*Stated task:*
Please put the lines of the material below, starting with the line that contains "Q: Locate the school" and going on through the line that contains "(1049, 789)", both included, into a Markdown table with the columns Row and Line. Number each row and leave out any blank lines.

● ● ● ● ● ● ●

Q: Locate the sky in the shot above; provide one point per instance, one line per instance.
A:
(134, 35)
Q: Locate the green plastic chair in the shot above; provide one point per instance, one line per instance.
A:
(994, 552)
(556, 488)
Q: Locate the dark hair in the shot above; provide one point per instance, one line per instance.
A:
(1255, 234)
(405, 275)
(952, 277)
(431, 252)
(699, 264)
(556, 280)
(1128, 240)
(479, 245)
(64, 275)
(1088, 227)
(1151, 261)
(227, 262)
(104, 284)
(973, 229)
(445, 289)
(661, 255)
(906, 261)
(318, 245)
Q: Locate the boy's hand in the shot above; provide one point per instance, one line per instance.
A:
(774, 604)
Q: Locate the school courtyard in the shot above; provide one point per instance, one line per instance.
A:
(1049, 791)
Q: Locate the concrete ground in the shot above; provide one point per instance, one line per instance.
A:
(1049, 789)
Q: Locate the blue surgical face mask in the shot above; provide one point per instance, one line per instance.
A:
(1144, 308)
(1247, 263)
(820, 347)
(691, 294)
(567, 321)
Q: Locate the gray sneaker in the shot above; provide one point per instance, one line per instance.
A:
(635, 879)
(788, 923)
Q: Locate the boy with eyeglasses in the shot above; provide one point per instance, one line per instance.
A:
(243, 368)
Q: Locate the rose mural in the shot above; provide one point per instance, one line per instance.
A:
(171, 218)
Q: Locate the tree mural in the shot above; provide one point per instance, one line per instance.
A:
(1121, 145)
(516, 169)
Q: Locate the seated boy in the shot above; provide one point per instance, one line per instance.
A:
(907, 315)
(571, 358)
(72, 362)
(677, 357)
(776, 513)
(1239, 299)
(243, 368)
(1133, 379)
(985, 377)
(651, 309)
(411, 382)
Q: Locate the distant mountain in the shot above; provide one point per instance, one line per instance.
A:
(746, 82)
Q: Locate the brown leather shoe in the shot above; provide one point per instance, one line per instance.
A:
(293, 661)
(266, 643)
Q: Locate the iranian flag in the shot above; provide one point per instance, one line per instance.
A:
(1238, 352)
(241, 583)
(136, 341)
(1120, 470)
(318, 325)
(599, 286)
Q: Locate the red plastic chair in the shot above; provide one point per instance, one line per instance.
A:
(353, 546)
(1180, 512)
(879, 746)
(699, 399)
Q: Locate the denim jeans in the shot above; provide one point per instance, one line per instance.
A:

● ● ● ● ● ● ●

*Answer below:*
| Row | Line |
|---|---|
| 1 | Q: Locate the school courtyard in the shot above; provide one point per instance, one line per instance. |
| 2 | A: |
| 3 | (1049, 791) |
| 4 | Q: Locate the concrete ground in the shot above; provide one point per instance, one line per instance. |
| 5 | A: |
| 6 | (1049, 789) |